** Begin **

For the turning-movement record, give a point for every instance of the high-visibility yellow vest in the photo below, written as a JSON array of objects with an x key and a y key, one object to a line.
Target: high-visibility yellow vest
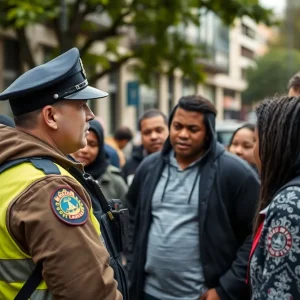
[{"x": 15, "y": 265}]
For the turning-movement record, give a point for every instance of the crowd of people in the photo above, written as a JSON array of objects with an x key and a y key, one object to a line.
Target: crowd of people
[{"x": 205, "y": 222}]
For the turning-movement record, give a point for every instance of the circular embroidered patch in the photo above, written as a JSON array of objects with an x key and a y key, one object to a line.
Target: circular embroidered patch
[
  {"x": 279, "y": 241},
  {"x": 68, "y": 206}
]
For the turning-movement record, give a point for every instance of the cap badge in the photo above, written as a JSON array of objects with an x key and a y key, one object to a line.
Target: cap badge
[{"x": 82, "y": 68}]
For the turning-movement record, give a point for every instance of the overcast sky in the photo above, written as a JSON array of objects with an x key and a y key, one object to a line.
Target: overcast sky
[{"x": 277, "y": 5}]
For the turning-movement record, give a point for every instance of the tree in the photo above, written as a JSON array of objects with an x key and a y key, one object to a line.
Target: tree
[
  {"x": 150, "y": 25},
  {"x": 271, "y": 75}
]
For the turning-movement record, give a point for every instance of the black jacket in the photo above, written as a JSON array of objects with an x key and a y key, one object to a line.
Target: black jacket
[
  {"x": 227, "y": 203},
  {"x": 132, "y": 163}
]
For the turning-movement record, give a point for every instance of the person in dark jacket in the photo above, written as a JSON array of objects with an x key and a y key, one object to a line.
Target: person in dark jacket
[
  {"x": 153, "y": 126},
  {"x": 275, "y": 255},
  {"x": 96, "y": 163},
  {"x": 191, "y": 210}
]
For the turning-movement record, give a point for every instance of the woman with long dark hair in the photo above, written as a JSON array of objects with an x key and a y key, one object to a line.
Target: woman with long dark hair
[{"x": 275, "y": 255}]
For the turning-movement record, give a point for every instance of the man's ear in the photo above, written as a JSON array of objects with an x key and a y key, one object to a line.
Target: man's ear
[{"x": 50, "y": 116}]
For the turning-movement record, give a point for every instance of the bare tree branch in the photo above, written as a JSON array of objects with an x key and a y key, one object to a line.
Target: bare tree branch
[
  {"x": 115, "y": 66},
  {"x": 26, "y": 53},
  {"x": 76, "y": 13},
  {"x": 102, "y": 35}
]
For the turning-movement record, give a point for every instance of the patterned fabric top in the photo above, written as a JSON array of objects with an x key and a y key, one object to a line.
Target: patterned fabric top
[{"x": 275, "y": 264}]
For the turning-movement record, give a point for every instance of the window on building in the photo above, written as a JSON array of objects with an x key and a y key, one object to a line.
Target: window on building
[
  {"x": 188, "y": 88},
  {"x": 247, "y": 52},
  {"x": 48, "y": 53},
  {"x": 248, "y": 31},
  {"x": 113, "y": 94},
  {"x": 170, "y": 92},
  {"x": 12, "y": 61},
  {"x": 244, "y": 73}
]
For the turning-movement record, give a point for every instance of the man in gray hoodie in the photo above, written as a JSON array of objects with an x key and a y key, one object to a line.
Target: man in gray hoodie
[{"x": 191, "y": 209}]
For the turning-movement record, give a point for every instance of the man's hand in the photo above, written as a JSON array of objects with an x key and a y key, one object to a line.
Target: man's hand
[{"x": 210, "y": 295}]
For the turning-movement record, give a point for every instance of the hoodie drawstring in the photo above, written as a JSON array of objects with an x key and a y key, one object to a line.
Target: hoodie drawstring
[{"x": 167, "y": 182}]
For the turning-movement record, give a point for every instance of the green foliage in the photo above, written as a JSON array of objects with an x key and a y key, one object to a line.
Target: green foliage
[
  {"x": 20, "y": 13},
  {"x": 151, "y": 25},
  {"x": 271, "y": 75}
]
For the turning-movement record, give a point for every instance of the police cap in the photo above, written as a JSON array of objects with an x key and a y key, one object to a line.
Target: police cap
[{"x": 61, "y": 78}]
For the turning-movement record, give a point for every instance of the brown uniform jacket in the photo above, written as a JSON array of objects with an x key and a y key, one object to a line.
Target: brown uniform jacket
[{"x": 75, "y": 261}]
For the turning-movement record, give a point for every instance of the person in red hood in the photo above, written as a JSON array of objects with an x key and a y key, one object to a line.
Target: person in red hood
[{"x": 46, "y": 215}]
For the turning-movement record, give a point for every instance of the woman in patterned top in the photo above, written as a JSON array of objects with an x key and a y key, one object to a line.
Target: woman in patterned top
[{"x": 275, "y": 255}]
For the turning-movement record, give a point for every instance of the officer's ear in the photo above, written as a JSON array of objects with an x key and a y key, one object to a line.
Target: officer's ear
[{"x": 49, "y": 113}]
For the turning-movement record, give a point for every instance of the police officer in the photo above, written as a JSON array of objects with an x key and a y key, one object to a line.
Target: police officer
[{"x": 46, "y": 215}]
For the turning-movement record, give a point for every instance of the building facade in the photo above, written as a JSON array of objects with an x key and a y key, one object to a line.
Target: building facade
[{"x": 230, "y": 51}]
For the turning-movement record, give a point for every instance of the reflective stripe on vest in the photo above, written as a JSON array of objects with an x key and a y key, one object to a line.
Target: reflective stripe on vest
[
  {"x": 15, "y": 270},
  {"x": 15, "y": 265}
]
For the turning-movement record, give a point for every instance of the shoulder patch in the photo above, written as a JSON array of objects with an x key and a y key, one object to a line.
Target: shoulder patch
[
  {"x": 68, "y": 207},
  {"x": 279, "y": 241}
]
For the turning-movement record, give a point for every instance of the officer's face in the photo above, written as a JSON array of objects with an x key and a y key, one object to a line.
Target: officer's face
[{"x": 72, "y": 117}]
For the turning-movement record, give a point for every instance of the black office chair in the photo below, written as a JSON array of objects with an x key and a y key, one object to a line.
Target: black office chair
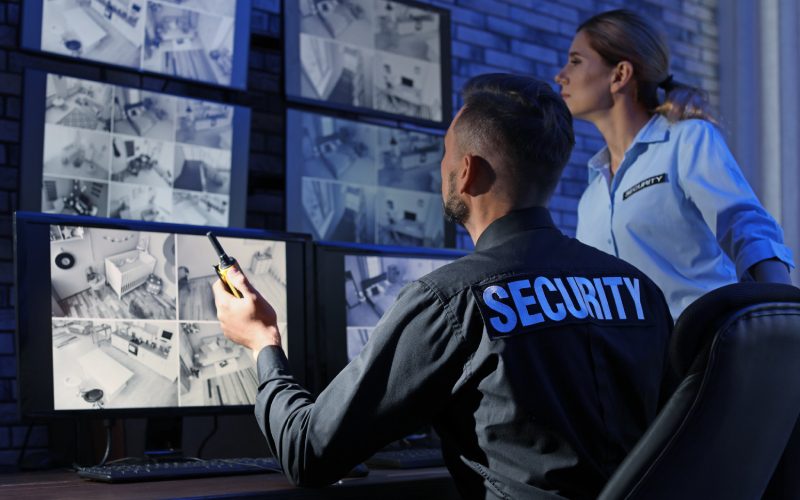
[{"x": 724, "y": 431}]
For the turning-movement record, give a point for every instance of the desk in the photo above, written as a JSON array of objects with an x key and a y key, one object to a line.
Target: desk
[{"x": 384, "y": 484}]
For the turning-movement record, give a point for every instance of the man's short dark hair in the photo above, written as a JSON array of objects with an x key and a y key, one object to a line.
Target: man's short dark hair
[{"x": 524, "y": 123}]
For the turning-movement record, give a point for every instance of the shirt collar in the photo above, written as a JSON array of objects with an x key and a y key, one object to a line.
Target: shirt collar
[
  {"x": 655, "y": 130},
  {"x": 512, "y": 223}
]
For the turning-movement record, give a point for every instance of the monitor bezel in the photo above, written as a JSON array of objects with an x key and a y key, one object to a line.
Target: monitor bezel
[
  {"x": 291, "y": 53},
  {"x": 33, "y": 133},
  {"x": 36, "y": 382},
  {"x": 31, "y": 35}
]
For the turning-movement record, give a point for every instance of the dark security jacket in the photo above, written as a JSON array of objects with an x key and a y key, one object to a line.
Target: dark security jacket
[{"x": 539, "y": 361}]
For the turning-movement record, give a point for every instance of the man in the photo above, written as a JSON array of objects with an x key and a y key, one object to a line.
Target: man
[{"x": 538, "y": 359}]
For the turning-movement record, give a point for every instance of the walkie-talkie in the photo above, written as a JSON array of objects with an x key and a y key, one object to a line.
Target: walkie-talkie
[{"x": 226, "y": 262}]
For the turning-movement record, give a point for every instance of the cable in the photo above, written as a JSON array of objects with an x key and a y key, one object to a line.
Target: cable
[
  {"x": 207, "y": 438},
  {"x": 108, "y": 423},
  {"x": 24, "y": 448}
]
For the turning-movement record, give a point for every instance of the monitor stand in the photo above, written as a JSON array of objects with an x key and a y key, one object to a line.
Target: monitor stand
[{"x": 163, "y": 437}]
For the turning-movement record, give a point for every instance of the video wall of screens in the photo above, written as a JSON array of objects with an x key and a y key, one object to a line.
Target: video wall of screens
[
  {"x": 356, "y": 182},
  {"x": 360, "y": 283},
  {"x": 105, "y": 150},
  {"x": 131, "y": 321},
  {"x": 202, "y": 40},
  {"x": 385, "y": 57}
]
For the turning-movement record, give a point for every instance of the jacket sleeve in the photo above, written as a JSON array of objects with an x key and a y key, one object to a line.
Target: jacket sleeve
[
  {"x": 399, "y": 381},
  {"x": 712, "y": 180}
]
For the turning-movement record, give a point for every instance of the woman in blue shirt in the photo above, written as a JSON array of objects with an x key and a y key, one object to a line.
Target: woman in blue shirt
[{"x": 665, "y": 194}]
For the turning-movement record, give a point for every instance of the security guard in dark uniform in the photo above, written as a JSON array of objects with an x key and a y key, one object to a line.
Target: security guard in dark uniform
[{"x": 539, "y": 360}]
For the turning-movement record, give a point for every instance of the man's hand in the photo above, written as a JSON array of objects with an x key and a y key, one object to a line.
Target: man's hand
[{"x": 249, "y": 321}]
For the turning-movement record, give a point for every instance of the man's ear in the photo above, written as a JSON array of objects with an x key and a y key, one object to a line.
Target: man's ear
[
  {"x": 622, "y": 76},
  {"x": 469, "y": 173}
]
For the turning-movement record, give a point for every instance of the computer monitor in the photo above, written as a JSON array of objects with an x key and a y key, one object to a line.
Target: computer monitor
[
  {"x": 130, "y": 326},
  {"x": 200, "y": 40},
  {"x": 364, "y": 183},
  {"x": 94, "y": 148},
  {"x": 388, "y": 58},
  {"x": 355, "y": 286}
]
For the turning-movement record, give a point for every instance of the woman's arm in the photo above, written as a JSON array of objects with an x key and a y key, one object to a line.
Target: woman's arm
[{"x": 770, "y": 271}]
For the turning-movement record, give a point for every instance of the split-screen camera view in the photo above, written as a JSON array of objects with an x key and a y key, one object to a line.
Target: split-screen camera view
[
  {"x": 375, "y": 54},
  {"x": 365, "y": 183},
  {"x": 187, "y": 38},
  {"x": 371, "y": 286},
  {"x": 134, "y": 321},
  {"x": 126, "y": 153}
]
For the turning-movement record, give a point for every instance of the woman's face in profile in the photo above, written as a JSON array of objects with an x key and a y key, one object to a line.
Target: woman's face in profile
[{"x": 585, "y": 80}]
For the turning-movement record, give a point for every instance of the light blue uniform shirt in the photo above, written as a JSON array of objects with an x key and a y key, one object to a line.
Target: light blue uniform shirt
[{"x": 680, "y": 210}]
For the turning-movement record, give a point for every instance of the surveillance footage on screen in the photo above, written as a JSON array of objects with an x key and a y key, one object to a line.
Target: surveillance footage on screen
[
  {"x": 127, "y": 153},
  {"x": 372, "y": 284},
  {"x": 364, "y": 183},
  {"x": 381, "y": 55},
  {"x": 191, "y": 39},
  {"x": 134, "y": 321}
]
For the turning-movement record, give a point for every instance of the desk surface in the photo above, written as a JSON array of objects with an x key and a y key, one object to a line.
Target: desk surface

** End **

◆ THE TASK ◆
Give back exactly the lines from the line containing "the woman's arm" to the end of the entries, and no other lines.

◆ TASK SOLUTION ◆
For the turning-movement record, give a point for every instance of the woman's arm in the photo above, written as a JSON array of objects with an x key and a y key, one object to a line.
Target: woman's arm
[{"x": 770, "y": 271}]
For the turning-movement record, give a point for every instance of the split-screen camera view in the photo above, written as a JSON array of objects with an x key and a y key, one object to a line.
Target: split-screen camera view
[
  {"x": 375, "y": 54},
  {"x": 365, "y": 183},
  {"x": 187, "y": 38},
  {"x": 371, "y": 286},
  {"x": 134, "y": 321},
  {"x": 126, "y": 153}
]
For the turning-movement record, give a point for every instance of the woman's face in profile in the photo above, written as a JSON array of objects with an x key and a y key, one object to a line.
Target: woman's face in profile
[{"x": 585, "y": 80}]
For the turning-movement record, give a point for every instance of the light blue uniform shirt in the photo above, written as a JSON array of objects with an x key and a y key, one object to a line.
Target: light blue uniform shirt
[{"x": 680, "y": 210}]
For the turning-movement record, give a point for every instance of the surveillance footage on screen in the photo above, written as a JSON array of objects with an x key and a y key, one object to a line.
Target: surveillance footage on screen
[
  {"x": 127, "y": 153},
  {"x": 372, "y": 284},
  {"x": 364, "y": 183},
  {"x": 381, "y": 55},
  {"x": 191, "y": 39},
  {"x": 134, "y": 321}
]
For the turning-movement record, give a point for every instance of the desk surface in the photo above, written as a JSON array of objects with an x key and a y key, one object to a line.
Target: desk surface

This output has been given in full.